> Available data:
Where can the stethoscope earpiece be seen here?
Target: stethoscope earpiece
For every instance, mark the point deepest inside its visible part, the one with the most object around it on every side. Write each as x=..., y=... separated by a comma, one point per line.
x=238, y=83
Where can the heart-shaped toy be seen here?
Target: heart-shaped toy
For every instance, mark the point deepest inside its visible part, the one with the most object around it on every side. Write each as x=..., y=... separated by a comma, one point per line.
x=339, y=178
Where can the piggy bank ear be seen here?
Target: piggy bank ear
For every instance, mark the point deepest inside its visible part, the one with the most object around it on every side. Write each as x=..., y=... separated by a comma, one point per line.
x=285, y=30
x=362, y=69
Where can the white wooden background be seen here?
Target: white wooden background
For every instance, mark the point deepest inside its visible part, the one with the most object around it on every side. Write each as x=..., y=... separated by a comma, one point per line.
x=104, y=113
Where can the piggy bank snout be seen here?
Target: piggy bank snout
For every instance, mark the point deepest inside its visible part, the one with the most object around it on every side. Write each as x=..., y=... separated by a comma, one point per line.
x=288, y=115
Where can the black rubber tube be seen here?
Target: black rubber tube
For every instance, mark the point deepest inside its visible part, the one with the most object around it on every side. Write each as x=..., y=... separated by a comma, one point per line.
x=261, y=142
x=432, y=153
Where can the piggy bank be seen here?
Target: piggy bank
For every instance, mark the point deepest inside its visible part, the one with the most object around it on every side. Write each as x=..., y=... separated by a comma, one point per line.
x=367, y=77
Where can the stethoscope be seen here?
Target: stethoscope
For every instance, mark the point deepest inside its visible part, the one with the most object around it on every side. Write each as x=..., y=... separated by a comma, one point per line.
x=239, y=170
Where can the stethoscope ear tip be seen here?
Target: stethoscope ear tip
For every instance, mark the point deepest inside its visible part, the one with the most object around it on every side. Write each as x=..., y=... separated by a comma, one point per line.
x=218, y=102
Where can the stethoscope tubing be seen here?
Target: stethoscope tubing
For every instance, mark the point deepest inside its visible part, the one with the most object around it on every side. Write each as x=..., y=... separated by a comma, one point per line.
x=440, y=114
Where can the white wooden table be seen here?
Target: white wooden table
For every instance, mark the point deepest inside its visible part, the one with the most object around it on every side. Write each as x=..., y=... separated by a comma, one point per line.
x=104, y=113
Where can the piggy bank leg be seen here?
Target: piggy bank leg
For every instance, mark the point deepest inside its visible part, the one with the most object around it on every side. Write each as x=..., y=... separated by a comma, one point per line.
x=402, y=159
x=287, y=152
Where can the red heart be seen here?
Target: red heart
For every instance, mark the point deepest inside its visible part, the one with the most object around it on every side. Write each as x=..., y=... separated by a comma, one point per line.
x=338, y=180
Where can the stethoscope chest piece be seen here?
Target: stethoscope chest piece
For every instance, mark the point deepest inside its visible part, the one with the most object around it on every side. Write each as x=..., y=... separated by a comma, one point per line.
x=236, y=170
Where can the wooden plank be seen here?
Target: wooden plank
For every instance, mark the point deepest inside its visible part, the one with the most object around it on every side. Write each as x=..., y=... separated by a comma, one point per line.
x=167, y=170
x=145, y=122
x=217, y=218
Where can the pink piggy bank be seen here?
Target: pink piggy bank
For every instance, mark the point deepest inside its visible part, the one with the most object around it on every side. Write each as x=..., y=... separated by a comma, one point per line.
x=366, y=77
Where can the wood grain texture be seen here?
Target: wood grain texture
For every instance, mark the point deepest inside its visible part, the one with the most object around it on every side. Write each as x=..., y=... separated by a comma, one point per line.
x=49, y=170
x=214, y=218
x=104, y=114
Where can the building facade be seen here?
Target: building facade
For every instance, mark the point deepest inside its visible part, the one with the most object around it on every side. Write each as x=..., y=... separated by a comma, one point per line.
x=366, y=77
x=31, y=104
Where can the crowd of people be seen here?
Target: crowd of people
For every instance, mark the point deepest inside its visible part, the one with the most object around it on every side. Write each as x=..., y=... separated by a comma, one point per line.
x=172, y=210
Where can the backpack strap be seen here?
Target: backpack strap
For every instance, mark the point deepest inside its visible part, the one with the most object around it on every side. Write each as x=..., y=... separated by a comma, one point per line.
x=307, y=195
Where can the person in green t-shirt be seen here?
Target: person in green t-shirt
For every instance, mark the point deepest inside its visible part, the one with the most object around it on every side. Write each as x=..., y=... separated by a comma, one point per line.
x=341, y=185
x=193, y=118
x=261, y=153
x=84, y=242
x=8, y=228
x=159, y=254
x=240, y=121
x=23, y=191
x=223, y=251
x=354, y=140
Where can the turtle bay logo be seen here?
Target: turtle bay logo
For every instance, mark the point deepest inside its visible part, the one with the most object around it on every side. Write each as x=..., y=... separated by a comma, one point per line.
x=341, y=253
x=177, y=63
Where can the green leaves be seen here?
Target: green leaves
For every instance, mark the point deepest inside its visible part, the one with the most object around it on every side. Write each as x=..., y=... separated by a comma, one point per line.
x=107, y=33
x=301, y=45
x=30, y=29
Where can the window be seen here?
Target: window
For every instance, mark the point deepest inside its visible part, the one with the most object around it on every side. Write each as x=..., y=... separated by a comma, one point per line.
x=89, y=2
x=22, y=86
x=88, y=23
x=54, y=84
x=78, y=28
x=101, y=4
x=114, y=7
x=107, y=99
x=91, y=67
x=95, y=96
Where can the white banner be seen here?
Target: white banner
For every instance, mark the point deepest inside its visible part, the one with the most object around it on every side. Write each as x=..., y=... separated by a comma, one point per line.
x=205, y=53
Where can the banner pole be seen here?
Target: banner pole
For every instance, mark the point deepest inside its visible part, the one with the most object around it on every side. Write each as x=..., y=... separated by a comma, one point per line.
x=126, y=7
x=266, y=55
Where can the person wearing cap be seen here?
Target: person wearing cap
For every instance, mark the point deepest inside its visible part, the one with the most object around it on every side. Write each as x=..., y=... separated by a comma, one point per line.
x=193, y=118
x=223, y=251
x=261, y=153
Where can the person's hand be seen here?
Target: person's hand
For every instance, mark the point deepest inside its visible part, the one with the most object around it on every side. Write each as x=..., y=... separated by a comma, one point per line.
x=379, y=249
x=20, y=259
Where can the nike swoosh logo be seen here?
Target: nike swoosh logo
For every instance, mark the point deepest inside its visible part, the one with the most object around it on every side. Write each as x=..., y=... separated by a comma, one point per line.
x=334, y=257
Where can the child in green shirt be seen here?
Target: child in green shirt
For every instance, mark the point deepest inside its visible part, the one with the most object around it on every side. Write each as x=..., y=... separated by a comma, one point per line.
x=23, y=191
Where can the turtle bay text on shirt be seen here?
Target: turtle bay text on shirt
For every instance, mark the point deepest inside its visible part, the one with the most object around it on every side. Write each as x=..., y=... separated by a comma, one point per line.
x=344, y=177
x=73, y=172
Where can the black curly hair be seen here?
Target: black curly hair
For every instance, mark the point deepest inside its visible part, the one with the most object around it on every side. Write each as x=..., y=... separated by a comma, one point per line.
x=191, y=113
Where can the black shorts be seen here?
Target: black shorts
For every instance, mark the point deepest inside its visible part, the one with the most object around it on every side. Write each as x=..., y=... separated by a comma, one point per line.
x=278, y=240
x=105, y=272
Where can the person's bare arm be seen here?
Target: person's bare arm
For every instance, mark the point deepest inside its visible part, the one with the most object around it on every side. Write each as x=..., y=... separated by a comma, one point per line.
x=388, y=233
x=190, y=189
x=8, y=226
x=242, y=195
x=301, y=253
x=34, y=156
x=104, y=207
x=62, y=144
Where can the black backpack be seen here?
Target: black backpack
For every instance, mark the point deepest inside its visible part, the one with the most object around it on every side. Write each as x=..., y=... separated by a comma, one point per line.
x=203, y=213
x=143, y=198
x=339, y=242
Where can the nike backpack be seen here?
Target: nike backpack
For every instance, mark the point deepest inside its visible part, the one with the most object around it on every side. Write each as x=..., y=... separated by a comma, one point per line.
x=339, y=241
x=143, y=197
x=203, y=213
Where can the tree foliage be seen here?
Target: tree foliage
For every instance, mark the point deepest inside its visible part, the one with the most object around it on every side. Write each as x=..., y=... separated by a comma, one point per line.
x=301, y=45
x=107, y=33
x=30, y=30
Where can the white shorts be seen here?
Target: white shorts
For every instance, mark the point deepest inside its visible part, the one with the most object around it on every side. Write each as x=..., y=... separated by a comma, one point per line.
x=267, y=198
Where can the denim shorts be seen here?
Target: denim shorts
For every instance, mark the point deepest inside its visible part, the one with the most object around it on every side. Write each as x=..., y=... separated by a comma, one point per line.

> Task details:
Can you arrange the listing from the line with "Where can the wood grain" to the line with "x=172, y=210" as a two-column CSV with the headers text and answer? Each row should hold one block of wording together with the coordinate lines that follow it, each in a single quoted field with line breaks turned into spaces.

> Answer to the problem:
text,answer
"Where can the wood grain texture be seen here? Target: wood grain texture For every instance, mark the point deepest inside its visible part, the one with the most object around it on every side. Write each as x=..., y=... separated by a comma, one point per line.","x=49, y=170 x=214, y=218 x=104, y=114"
"Where can the building facade be seen here? Target: building facade For every instance, mark the point deepest inside its visible part, the one with the most object around it on every side. Write each as x=..., y=... separated by a comma, one point per line.","x=366, y=77 x=31, y=104"
"Where can the crowd of people be seen here? Target: crowd of people For every instance, mark the point deepest inside its visible part, the one with the most object around it on every side. Write each as x=..., y=... separated by a comma, one point per line.","x=172, y=210"